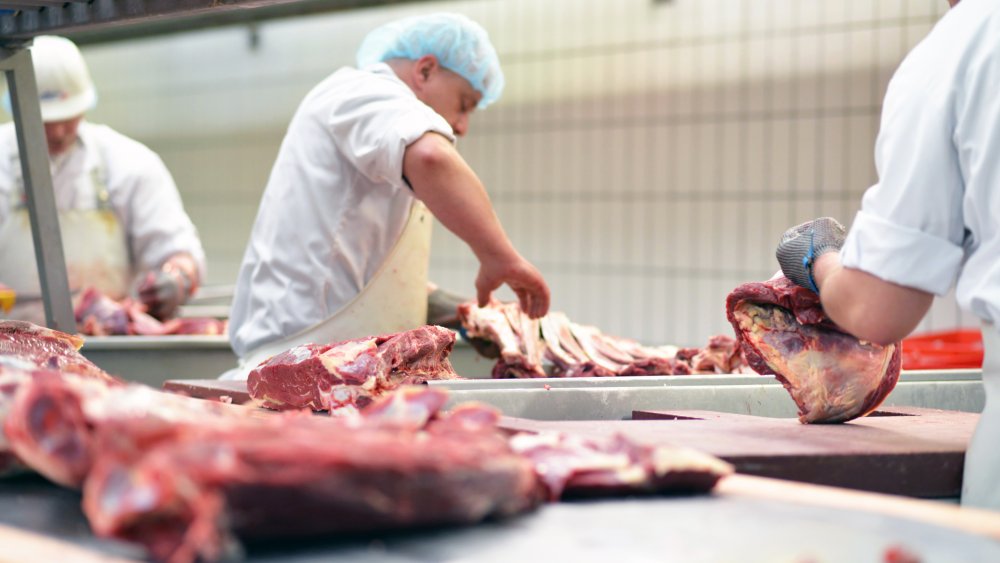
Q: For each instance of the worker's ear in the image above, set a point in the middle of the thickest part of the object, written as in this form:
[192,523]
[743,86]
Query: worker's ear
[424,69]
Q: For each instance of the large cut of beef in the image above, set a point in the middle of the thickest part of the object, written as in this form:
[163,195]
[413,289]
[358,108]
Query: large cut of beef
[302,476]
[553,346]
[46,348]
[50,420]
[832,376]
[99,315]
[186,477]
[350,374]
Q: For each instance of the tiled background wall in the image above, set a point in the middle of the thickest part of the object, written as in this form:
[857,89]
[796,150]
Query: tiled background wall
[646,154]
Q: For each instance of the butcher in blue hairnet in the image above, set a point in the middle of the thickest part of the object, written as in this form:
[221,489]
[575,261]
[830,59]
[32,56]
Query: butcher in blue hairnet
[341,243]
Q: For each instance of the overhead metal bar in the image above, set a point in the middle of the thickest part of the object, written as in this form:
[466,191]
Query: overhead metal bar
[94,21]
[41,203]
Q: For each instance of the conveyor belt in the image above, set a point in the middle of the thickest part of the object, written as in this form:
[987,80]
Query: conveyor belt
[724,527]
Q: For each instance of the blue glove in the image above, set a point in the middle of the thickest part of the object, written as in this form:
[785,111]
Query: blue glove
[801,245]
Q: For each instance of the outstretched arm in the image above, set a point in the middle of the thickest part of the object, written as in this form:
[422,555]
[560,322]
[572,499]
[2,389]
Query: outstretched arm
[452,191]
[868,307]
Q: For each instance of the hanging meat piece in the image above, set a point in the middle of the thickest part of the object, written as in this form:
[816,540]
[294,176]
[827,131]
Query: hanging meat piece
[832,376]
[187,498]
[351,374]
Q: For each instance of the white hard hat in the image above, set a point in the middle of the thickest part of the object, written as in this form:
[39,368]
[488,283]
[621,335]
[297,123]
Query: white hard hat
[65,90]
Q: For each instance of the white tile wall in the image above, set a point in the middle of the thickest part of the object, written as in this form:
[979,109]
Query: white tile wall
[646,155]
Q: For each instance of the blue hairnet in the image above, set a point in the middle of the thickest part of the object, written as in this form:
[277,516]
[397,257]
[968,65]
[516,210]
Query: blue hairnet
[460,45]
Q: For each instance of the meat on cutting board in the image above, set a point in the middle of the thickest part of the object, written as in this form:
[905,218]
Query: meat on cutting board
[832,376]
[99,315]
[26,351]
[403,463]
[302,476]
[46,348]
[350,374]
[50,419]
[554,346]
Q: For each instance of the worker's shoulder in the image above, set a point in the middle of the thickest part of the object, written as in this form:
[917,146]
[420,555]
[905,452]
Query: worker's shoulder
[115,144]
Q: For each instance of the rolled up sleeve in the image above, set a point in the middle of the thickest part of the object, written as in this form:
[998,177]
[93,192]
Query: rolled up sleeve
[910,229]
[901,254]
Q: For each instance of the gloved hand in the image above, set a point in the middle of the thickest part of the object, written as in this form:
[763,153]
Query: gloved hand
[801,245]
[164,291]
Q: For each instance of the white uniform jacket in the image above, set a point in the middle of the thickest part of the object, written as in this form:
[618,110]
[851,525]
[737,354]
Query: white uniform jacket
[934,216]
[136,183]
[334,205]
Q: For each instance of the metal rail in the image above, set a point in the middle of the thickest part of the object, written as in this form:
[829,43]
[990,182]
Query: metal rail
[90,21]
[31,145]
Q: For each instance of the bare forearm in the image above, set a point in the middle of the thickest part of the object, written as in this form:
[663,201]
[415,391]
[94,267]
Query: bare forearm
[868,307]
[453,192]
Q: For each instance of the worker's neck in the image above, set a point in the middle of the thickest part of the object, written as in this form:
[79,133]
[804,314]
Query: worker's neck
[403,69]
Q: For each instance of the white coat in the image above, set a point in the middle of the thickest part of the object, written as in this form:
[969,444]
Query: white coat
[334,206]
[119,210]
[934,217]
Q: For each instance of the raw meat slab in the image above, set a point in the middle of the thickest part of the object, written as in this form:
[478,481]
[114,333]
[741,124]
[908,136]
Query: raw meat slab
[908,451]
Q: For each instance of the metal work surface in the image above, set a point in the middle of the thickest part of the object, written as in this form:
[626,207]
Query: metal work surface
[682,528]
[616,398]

---

* _PROBLEM TO WORK ON_: In your copy of the listing above, every line must match exactly and no picture may appear.

* _TASK RESPONSE_:
Q: For each instance of the worker's ear in the image above, set a point in the middle of the thickest part of the object, written as in this form:
[192,523]
[743,86]
Query: worker's ear
[424,69]
Q: For each instance of the large cut of beef in the image above, set a point in the middle of the thickest part of the object, written as in this form:
[163,195]
[413,289]
[358,108]
Query: large cut of beef
[302,476]
[553,346]
[46,348]
[50,420]
[832,376]
[99,315]
[186,477]
[350,374]
Q: For each instance of the tiled background wall in the image above, set a point in the middle of the thickest part of the object, written as in this form:
[857,89]
[796,150]
Query: tiled background wall
[646,154]
Q: For each instance of the butcher in blue hairnet in the image above, set a point in the middle of the thickest part of the object, written as in this form:
[221,489]
[575,261]
[830,59]
[32,56]
Query: butcher in blue hairnet
[341,243]
Q: For each instance of the overhead metal bar in the image above, set a point in the middle of the thickest part of the object, written as in this form:
[466,191]
Query: overhead metal bar
[94,21]
[41,203]
Q: For each instance of the conveyor belt in the image above, set a point in the middle of the thickest part of the object, written as in this form:
[987,80]
Query: conveyor belt
[724,527]
Q: For each instance of the blue glove in the image above, set a point in the middle of the thickest part of the object, written as in this form:
[785,111]
Query: blue glove
[801,245]
Q: For each instance of the outstretched arm in the image above, set a point in the middle of the thickest part of the object, written as in this form:
[422,555]
[560,322]
[572,499]
[2,389]
Query: outstretched arm
[452,191]
[868,307]
Q: For each instance of the hanging meat piece in the image above, set a point in the middle of the thickest part of the object, written as in this form:
[816,540]
[294,176]
[827,131]
Query: hanging meat piece
[832,376]
[187,498]
[351,374]
Q: For each instance of the white hard hat in the image above, set a point in the middle of the thickest part of the object, written as in this form:
[39,368]
[488,283]
[621,335]
[297,123]
Query: white hard hat
[65,90]
Q: For each instance of the white tile wall in the image above, set a point in the middle of the thickest part of the object, written as in this form:
[979,109]
Query: white tile wall
[646,155]
Q: For each instance of the blue hairnet in the image above, set a point in the middle of the thickest part of the object, written as in this form:
[277,516]
[397,257]
[968,65]
[516,210]
Query: blue hairnet
[460,45]
Q: For each instance of the meat on cutting board in the image above, set a point in the middle of the thickest part of the object, written as in this form:
[905,218]
Query: meat on cutting board
[832,376]
[99,315]
[26,351]
[403,463]
[302,476]
[46,348]
[350,374]
[50,419]
[554,346]
Q: For each instance of the worker's shoulder in the image above, set a point in the middle of the thickest part of the object, written as in this form:
[917,146]
[420,555]
[905,452]
Query: worker's shoulder
[115,144]
Q: For each instance of the rolled up sleeve in the image above, set a point in the middle of the thickest part of the object, written as in this form:
[998,177]
[93,192]
Query: rolled up sleeve
[910,229]
[901,254]
Q: For each instance of the gloved hand in the image above, set a point in the middle of the thickest part of the object, written as in this form:
[763,153]
Query: gloved hand
[801,245]
[164,291]
Q: For each instance of the white uniform jacket in the image above, set a point in the middle of the thickest part of the object, written as in this form:
[618,110]
[851,525]
[737,354]
Query: white uniform jacket
[934,216]
[136,183]
[334,205]
Q: For each instance of the metal rail in the image above, set a point in the middle of the thickest part of the object, written as in this form:
[829,43]
[990,182]
Query: metal rail
[90,21]
[31,145]
Q: For each instance of the bare forearm in the image above, set a point in the middle of the thickest part of the object, written as in this form:
[663,201]
[415,391]
[94,267]
Query: bare forearm
[868,307]
[453,192]
Q: For each instance of the worker's neck in the image above, set a point in the middle of the thickest part of the object, written as in this form:
[79,133]
[804,314]
Query: worker's neck
[403,69]
Q: For each instance of the white coat in the image above, set a point in the middle of the thickest part of the object, written as in this form:
[969,444]
Query: white coat
[334,206]
[119,210]
[934,217]
Q: For each instance of the raw meat slab in the image above, set a point in the middle of the thickest part of the object, written as in this form:
[478,481]
[114,333]
[741,124]
[908,136]
Query: raw meat slab
[908,451]
Q: For each instance of the metal work surface in the image above, set a point in the middle of the thickest part of the object, written as in this form:
[626,207]
Query: metal work surface
[682,528]
[616,398]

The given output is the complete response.